What is asked
Pull out every line of the items below that contains the string "Give", copying each line in full. Treat case as significant.

The records
◆ ◆ ◆ ◆ ◆ ◆ ◆

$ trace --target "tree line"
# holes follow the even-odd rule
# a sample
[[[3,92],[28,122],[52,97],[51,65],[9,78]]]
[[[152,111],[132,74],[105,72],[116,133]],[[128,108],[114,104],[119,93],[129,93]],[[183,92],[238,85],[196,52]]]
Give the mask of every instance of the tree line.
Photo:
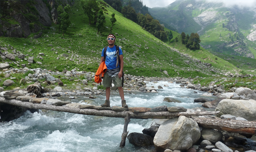
[[[192,33],[190,36],[188,34],[186,35],[182,32],[181,34],[182,44],[185,44],[186,47],[191,50],[199,50],[200,49],[201,42],[200,37],[197,33]]]

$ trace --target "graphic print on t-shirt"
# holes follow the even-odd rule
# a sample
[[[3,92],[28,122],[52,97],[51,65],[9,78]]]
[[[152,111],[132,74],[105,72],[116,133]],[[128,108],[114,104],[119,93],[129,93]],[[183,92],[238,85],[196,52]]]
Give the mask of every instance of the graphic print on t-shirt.
[[[110,60],[111,61],[114,60],[115,59],[116,59],[116,57],[117,57],[115,51],[112,52],[106,52],[106,56],[109,58]],[[116,54],[116,55],[115,55],[115,54]]]

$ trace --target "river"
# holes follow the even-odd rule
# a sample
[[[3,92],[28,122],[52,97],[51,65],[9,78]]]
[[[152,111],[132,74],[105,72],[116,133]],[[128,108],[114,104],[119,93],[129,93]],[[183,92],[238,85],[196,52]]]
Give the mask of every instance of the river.
[[[166,81],[148,82],[157,93],[125,92],[129,107],[153,108],[166,105],[187,108],[201,107],[195,99],[205,92],[181,87],[179,84]],[[164,86],[167,84],[169,87]],[[161,85],[162,89],[157,89]],[[194,93],[196,91],[197,93]],[[99,105],[104,102],[104,95],[91,99],[82,96],[63,101]],[[178,100],[181,103],[163,102],[165,97]],[[211,98],[216,97],[212,97]],[[110,105],[121,106],[118,92],[111,92]],[[211,110],[212,111],[213,109]],[[21,117],[0,123],[0,152],[152,152],[154,146],[137,147],[126,139],[124,148],[119,148],[124,122],[123,118],[83,115],[46,110],[32,113],[29,111]],[[129,133],[142,133],[155,124],[153,119],[132,119]]]

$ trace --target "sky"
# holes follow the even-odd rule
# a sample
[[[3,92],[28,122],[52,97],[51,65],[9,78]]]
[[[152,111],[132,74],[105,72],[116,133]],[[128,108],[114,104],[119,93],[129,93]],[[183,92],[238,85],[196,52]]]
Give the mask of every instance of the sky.
[[[175,0],[142,0],[143,5],[150,8],[163,7],[173,2]],[[256,6],[256,0],[206,0],[211,2],[223,2],[227,7],[234,5],[239,6],[251,7]]]

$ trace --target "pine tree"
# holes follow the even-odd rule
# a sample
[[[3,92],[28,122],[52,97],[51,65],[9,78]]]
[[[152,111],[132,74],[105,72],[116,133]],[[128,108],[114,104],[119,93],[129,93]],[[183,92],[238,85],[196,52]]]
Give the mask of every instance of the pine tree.
[[[171,40],[173,38],[173,33],[172,32],[172,31],[170,31],[170,32],[169,33],[169,35],[168,36],[168,38],[169,39],[169,42],[171,41]]]
[[[185,40],[186,39],[186,34],[183,32],[182,32],[180,34],[181,35],[181,42],[182,44],[185,44]]]
[[[99,32],[101,33],[102,29],[104,26],[104,23],[105,22],[105,20],[106,18],[103,14],[103,10],[102,9],[100,10],[99,12],[97,14],[97,23],[96,23],[96,27],[98,28],[98,32],[97,34]]]
[[[66,31],[67,28],[68,28],[71,22],[69,20],[69,15],[68,12],[69,11],[69,8],[70,6],[69,5],[67,5],[64,7],[64,10],[63,10],[62,7],[60,5],[57,9],[58,13],[59,14],[59,17],[58,18],[59,21],[59,31],[60,29],[63,31],[62,35],[64,35],[64,33]]]
[[[110,32],[109,32],[109,34],[110,34],[112,32],[113,26],[115,25],[114,23],[116,22],[116,19],[115,18],[115,13],[113,13],[111,15],[112,18],[110,19],[110,21],[111,22],[111,27],[110,27]]]

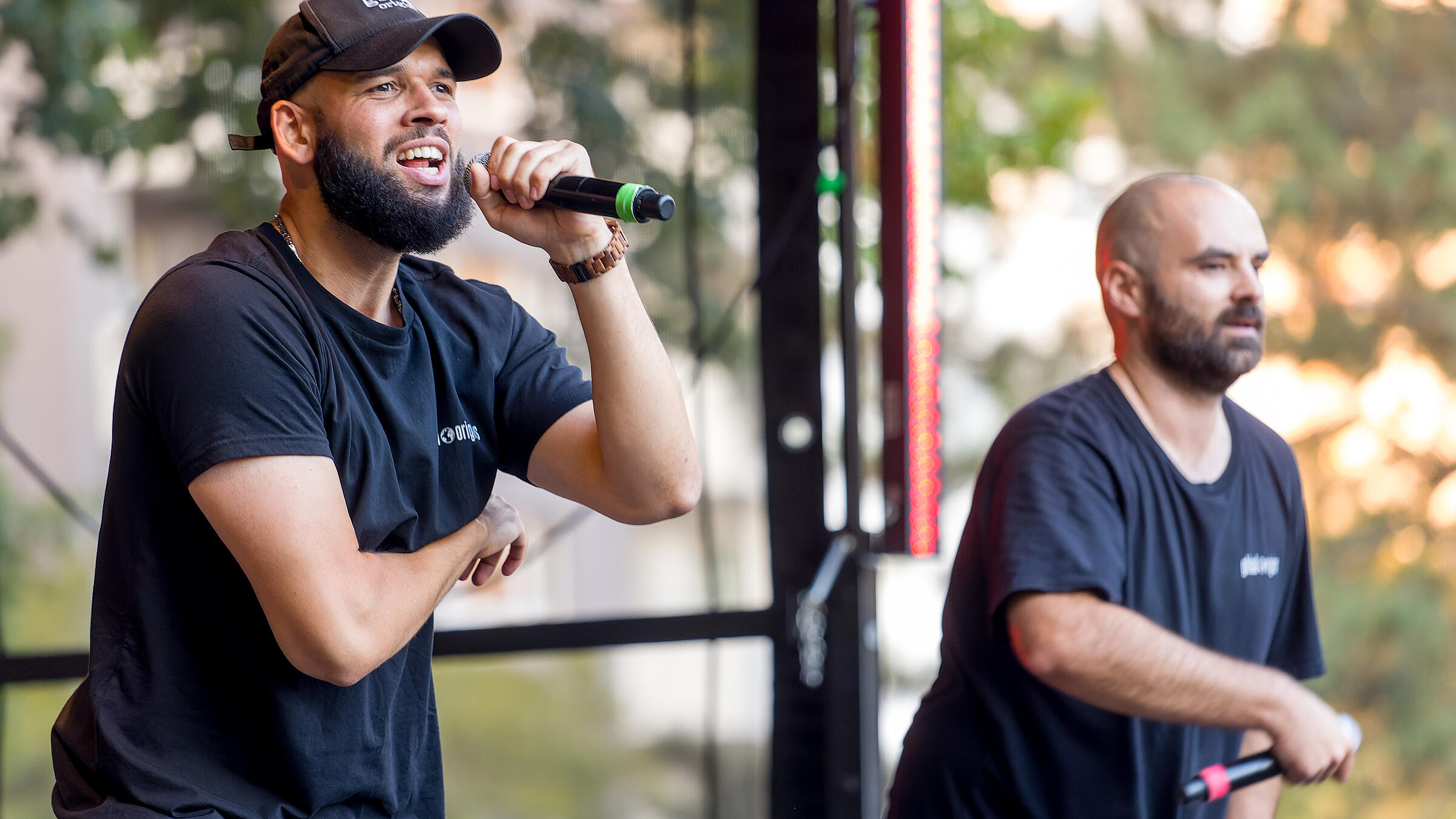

◆ ◆ ◆ ◆ ◆ ◆ ◆

Problem solution
Give the mask of every instance of the tree line.
Give the mask of every instance of the graphic print on t-shirt.
Give the mask of every instance of the river.
Give the mask of every instance of the sky.
Give the mask of every instance of the pine tree.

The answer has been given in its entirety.